**YOUR INSTRUCTIONS**:
Return every line of the listing below that contains the string "leafless", with case counting.

(Location annotation dataset excerpts)

* * *

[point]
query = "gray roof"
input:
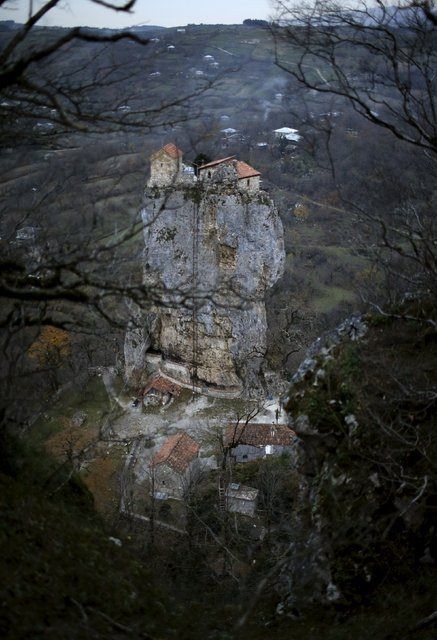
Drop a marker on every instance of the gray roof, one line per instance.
(241, 491)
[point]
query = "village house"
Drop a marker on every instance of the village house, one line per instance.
(249, 179)
(287, 133)
(174, 466)
(253, 441)
(159, 391)
(241, 499)
(167, 168)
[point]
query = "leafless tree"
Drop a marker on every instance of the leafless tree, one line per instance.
(377, 59)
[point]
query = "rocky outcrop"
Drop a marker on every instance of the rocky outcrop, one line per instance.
(211, 252)
(361, 407)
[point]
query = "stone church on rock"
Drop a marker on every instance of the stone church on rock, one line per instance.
(213, 246)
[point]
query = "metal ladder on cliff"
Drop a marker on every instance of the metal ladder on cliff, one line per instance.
(222, 496)
(195, 301)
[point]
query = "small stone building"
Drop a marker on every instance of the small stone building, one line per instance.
(253, 441)
(174, 465)
(159, 391)
(241, 499)
(248, 178)
(165, 166)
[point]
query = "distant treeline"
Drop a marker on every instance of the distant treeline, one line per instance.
(249, 22)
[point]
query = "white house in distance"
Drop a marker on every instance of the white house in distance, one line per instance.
(288, 134)
(254, 440)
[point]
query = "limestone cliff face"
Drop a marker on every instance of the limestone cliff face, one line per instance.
(218, 249)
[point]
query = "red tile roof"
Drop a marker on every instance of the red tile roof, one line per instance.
(260, 435)
(177, 452)
(172, 150)
(213, 163)
(244, 170)
(161, 384)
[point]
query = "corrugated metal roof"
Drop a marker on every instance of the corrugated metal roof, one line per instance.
(213, 163)
(244, 170)
(242, 493)
(260, 435)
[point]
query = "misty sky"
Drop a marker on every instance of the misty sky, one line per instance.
(167, 13)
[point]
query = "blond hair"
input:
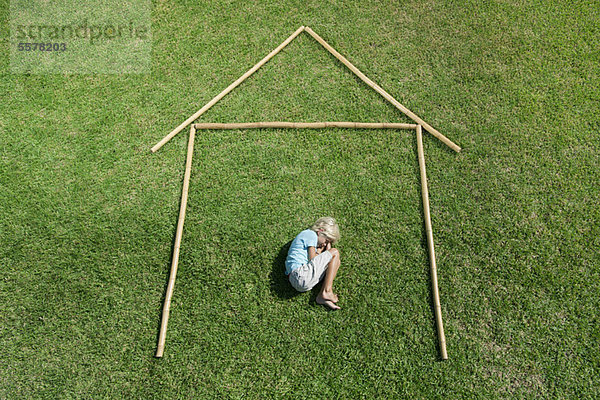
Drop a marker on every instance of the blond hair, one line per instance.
(327, 227)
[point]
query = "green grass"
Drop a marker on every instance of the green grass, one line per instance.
(89, 214)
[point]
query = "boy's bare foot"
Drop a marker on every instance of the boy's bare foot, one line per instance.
(328, 300)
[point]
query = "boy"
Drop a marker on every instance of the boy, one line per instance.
(311, 259)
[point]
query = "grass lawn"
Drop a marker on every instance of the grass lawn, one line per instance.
(88, 213)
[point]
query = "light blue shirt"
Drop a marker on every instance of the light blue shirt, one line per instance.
(298, 252)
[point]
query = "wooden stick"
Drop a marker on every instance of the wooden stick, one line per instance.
(434, 286)
(184, 194)
(227, 90)
(306, 125)
(382, 92)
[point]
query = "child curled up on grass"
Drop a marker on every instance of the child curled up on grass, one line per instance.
(311, 259)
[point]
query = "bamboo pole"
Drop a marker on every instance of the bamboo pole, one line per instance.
(434, 286)
(227, 90)
(306, 125)
(382, 92)
(184, 194)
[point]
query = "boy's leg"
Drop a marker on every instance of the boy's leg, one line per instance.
(326, 296)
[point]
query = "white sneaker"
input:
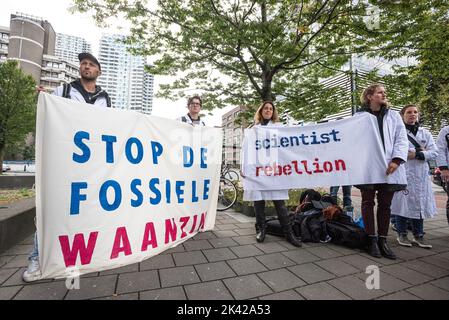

* * *

**FULL OUTPUT**:
query = "leafless tree"
Drop a marker on every instance of the leafless tree, one line per instance.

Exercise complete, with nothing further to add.